ПИСЬМЕННОЕ ЗАДАНИЕ 1.
Ответьте по фрагменту о беседах с народом:
(a) Сколько времени обычно продолжалась каждая беседа?
(b) Что предполагается напечатать отдельно?
(c) Воспоминания какого года на этом заканчиваются?

ФРАГМЕНТ ТЕКСТА.

Так как материал для каждой беседы был разнообразный, то она всегда продолжалась около трех часов. Беседуя с простолюдинами, я старался развить в них любознательность, желал, чтобы они обращались ко мне с вопросами о своих недоумениях, чего я и достиг, ибо в настоящее время не пройдет ни одна беседа, чтобы народ не предложил для разъяснения несколько вопросов, и тогда беседа принимает характер собеседования, которое становится очень интересным. При этом нередко приходилось от народа выслушивать неправильное понимание и объяснения Священного Писания и обрядов Церкви, приходилось выслушивать разные народные верования, суеверия и предрассудки, неправильность и нелепость которых тотчас показывались, и восстановлялся истинный смысл предложенного вопроса и разъяснялось недоумение.
Таков общий характер моих бесед с народом! Подробное изложение моих занятий я имею в виду напечатать отдельно[1].
***
На этом воспоминания 1880 года заканчиваются.

Записи по сегментации изображений.
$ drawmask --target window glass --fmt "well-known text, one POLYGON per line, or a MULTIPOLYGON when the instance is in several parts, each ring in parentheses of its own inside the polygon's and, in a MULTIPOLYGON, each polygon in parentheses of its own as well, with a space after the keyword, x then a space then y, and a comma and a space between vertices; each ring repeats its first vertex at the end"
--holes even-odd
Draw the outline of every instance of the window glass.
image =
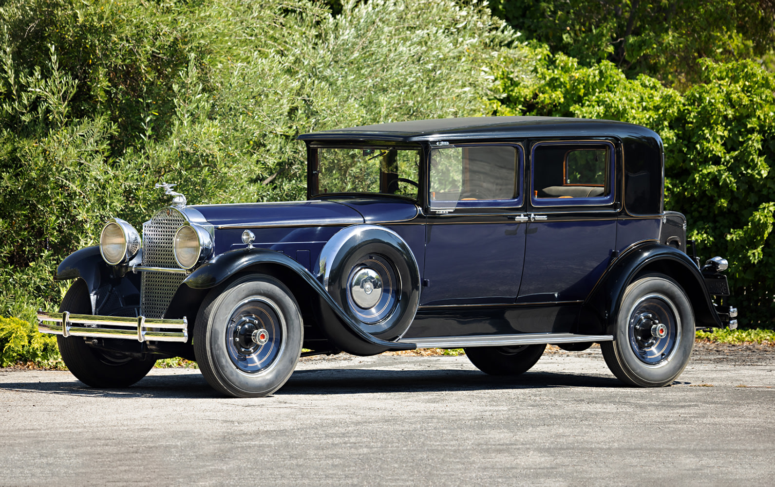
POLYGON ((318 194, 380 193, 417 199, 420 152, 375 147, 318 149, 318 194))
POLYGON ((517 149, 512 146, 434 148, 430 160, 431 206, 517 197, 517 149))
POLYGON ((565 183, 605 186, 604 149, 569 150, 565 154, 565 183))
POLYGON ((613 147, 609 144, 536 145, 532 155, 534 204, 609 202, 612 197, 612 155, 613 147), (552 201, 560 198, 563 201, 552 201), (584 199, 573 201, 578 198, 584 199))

ПИСЬМЕННОЕ ЗАДАНИЕ 2. Выведите часть листинга от его начала до строки с "POLYGON ((517 149, 512" включительно в виде CSV с двумя столбцами, «запрос» и «ответ», по одной строке на каждый запрос. Каждое значение заключите в кавычки, переводы строк замените пробелами, изображения не включайте.

РЕЗУЛЬТАТ 1.
(a) Около трех часов.
(b) Подробное изложение занятий.
(c) 1880 года.

РЕЗУЛЬТАТ 2.
запрос,ответ
"$ drawmask --target window glass --fmt ""well-known text, one POLYGON per line, or a MULTIPOLYGON when the instance is in several parts, each ring in parentheses of its own inside the polygon's and, in a MULTIPOLYGON, each polygon in parentheses of its own as well, with a space after the keyword, x then a space then y, and a comma and a space between vertices; each ring repeats its first vertex at the end"" --holes even-odd Draw the outline of every instance of the window glass. image =","POLYGON ((318 194, 380 193, 417 199, 420 152, 375 147, 318 149, 318 194)) POLYGON ((517 149, 512 146, 434 148, 430 160, 431 206, 517 197, 517 149))"